_What you will do_: For every line in the material, print that line exactly.

● ● ● ● ●

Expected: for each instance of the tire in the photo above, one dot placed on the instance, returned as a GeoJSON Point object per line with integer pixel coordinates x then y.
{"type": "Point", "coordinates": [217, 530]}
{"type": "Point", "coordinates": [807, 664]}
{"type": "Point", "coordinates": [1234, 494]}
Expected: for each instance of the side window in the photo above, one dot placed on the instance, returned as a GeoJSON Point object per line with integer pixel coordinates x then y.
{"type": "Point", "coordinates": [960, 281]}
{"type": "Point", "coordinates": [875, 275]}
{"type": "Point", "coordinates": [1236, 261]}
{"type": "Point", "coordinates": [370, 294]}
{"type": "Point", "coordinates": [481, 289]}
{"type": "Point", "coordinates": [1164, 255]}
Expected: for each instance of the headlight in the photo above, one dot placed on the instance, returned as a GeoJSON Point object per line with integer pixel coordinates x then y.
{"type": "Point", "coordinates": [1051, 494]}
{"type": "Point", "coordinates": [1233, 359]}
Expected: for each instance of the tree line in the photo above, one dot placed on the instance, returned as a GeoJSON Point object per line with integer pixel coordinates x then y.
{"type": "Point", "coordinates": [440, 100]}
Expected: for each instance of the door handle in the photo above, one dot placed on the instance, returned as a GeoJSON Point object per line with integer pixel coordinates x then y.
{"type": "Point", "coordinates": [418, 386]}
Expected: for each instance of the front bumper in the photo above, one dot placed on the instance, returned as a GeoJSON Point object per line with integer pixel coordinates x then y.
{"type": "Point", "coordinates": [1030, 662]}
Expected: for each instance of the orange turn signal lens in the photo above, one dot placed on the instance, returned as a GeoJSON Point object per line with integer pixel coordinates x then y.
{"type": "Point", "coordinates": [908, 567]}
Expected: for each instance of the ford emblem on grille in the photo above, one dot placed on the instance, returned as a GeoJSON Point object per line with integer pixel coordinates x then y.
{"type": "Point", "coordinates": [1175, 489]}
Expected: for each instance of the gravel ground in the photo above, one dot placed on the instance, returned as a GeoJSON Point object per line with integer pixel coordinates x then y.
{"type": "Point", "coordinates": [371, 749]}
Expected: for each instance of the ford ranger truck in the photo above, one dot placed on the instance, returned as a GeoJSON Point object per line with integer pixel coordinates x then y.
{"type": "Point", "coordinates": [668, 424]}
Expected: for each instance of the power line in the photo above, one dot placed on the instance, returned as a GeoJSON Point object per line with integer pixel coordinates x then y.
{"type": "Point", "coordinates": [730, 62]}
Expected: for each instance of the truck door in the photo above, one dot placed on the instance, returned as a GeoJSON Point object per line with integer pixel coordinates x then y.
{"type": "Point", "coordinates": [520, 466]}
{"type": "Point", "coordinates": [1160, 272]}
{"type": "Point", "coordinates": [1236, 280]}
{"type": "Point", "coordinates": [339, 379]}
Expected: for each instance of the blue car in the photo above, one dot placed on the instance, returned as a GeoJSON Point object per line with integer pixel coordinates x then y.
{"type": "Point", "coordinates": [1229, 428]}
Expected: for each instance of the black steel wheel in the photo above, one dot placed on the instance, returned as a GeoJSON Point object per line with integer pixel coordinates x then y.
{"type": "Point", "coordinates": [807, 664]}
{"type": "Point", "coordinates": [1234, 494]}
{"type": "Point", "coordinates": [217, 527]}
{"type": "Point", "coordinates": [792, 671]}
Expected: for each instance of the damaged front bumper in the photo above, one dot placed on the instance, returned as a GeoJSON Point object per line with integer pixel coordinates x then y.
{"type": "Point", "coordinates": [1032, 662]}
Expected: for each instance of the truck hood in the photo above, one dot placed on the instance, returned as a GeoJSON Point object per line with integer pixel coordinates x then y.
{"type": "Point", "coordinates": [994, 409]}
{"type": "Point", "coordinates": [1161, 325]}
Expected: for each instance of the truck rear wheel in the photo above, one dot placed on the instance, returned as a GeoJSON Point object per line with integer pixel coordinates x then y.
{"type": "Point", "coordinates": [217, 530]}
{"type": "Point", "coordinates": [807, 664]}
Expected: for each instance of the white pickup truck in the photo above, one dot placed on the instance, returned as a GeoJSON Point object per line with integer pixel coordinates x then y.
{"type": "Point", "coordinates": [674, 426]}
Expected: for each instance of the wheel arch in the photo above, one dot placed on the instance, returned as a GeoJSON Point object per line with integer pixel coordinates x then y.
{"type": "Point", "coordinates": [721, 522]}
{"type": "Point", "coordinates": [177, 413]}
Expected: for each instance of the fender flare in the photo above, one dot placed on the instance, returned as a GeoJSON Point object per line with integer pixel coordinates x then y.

● ● ● ● ●

_Answer to this task_:
Expected: for each instance of the tire in the photo above, one dot placed on the instance, returned as a GeoJSON Point object per line with integer pixel coordinates x then y.
{"type": "Point", "coordinates": [217, 530]}
{"type": "Point", "coordinates": [807, 664]}
{"type": "Point", "coordinates": [1234, 494]}
Expected: for each instance of the side window in the photo above, one dot placed on the instance, returned as a GeoJSON Point object per line with integer pixel coordinates x then y.
{"type": "Point", "coordinates": [960, 281]}
{"type": "Point", "coordinates": [875, 275]}
{"type": "Point", "coordinates": [1236, 261]}
{"type": "Point", "coordinates": [370, 294]}
{"type": "Point", "coordinates": [481, 289]}
{"type": "Point", "coordinates": [1164, 255]}
Expected: for each instance of the headlight in the photo above, one dot placed on the instance, returned as a GeoJSON Point object per line with integer pixel coordinates x then y.
{"type": "Point", "coordinates": [1051, 494]}
{"type": "Point", "coordinates": [1233, 359]}
Expected: for each instance of the tree line in the photo above, one dot placed on the instance, returned as a GeoJSON Point object per line with integer pixel coordinates x then y.
{"type": "Point", "coordinates": [440, 100]}
Expected: for each instance of the door handle in the photo above, one dot placed on the instance, returned as a GeoJSON Point object per line with integer pixel coordinates x then y.
{"type": "Point", "coordinates": [418, 386]}
Expected: for each instance of the front bumper in the photo above, one dot placed on the instance, returned as a GeoJSON Point object per line with integer pixel coordinates x then y.
{"type": "Point", "coordinates": [1030, 662]}
Expected: for each instance of the orange turn signal lens in the photo above, one dot placed on the instance, returned as a GeoJSON Point object per line with integer pixel coordinates x then y.
{"type": "Point", "coordinates": [908, 567]}
Expected: for each instance of the ford emblem on grille in the photo above, one dot placed on the instance, returned as a GeoJSON Point object per line with integer pixel coordinates x then y.
{"type": "Point", "coordinates": [1175, 489]}
Expected: for each instance of the gravel ground in the photo above, one dot placed on the instance, returned as a GeoJSON Point object per line with integer pixel coordinates x then y.
{"type": "Point", "coordinates": [371, 749]}
Expected: for each instance of the ford ranger truck in the photo above, one dot placed on the instance, returned as a GeoJSON Point object per line with integer pixel coordinates x then y.
{"type": "Point", "coordinates": [668, 424]}
Expected: for each instance of the power line in the photo above, one dot placed on the instance, returned as a GeoJSON Point object per line with integer pixel coordinates x then y.
{"type": "Point", "coordinates": [730, 62]}
Expected: for each instance of the truck door in the photo above, one dot placed on the instance, returned as a GeoJSON Point object per line with integer pixel coordinates x then y.
{"type": "Point", "coordinates": [520, 466]}
{"type": "Point", "coordinates": [1160, 272]}
{"type": "Point", "coordinates": [1236, 280]}
{"type": "Point", "coordinates": [339, 379]}
Expected: for each instance of the blue car in the photo above, one dot placed on the instance, returned as a GeoJSON Point object per line with integer pixel coordinates x then y.
{"type": "Point", "coordinates": [1229, 428]}
Expected: for each instance of the black steel wheel in the photo above, one dot placed on the instance, returned as a GeoJSON Point object per line with integer pixel coordinates x then y.
{"type": "Point", "coordinates": [807, 664]}
{"type": "Point", "coordinates": [1234, 494]}
{"type": "Point", "coordinates": [217, 527]}
{"type": "Point", "coordinates": [792, 671]}
Expected: for each instance of the damaged front bumper in the photo above, one dot placed on the instance, returned as a GeoJSON Point object per line with integer pixel coordinates x then y.
{"type": "Point", "coordinates": [1032, 662]}
Expected: for each instance of the truck hood in the photo above, one dot placed on the instance, returned as a GeoJSON Point object per line with integer pixel coordinates x then y.
{"type": "Point", "coordinates": [994, 409]}
{"type": "Point", "coordinates": [1161, 325]}
Expected: for each instance of the truck rear wheel in the photo above, one dot placed on the instance, returned as a GeoJSON Point object per line with integer pixel coordinates x then y.
{"type": "Point", "coordinates": [217, 530]}
{"type": "Point", "coordinates": [807, 664]}
Expected: for each instance of the white pickup truck in the photo above, one dot placed on the instance, returned as a GeoJSON Point object per line with integer pixel coordinates x then y.
{"type": "Point", "coordinates": [674, 426]}
Expected: for each instance of the wheel arch in the photo above, one dot placed on the instance, returned as a GeoJSON Point object per line with integer pixel coordinates x then y.
{"type": "Point", "coordinates": [721, 522]}
{"type": "Point", "coordinates": [177, 413]}
Expected: for each instance of the fender flare in the photo above, one dot placed on the instance, returned as a GeoJSON Point object per line with integer pixel coordinates x then y.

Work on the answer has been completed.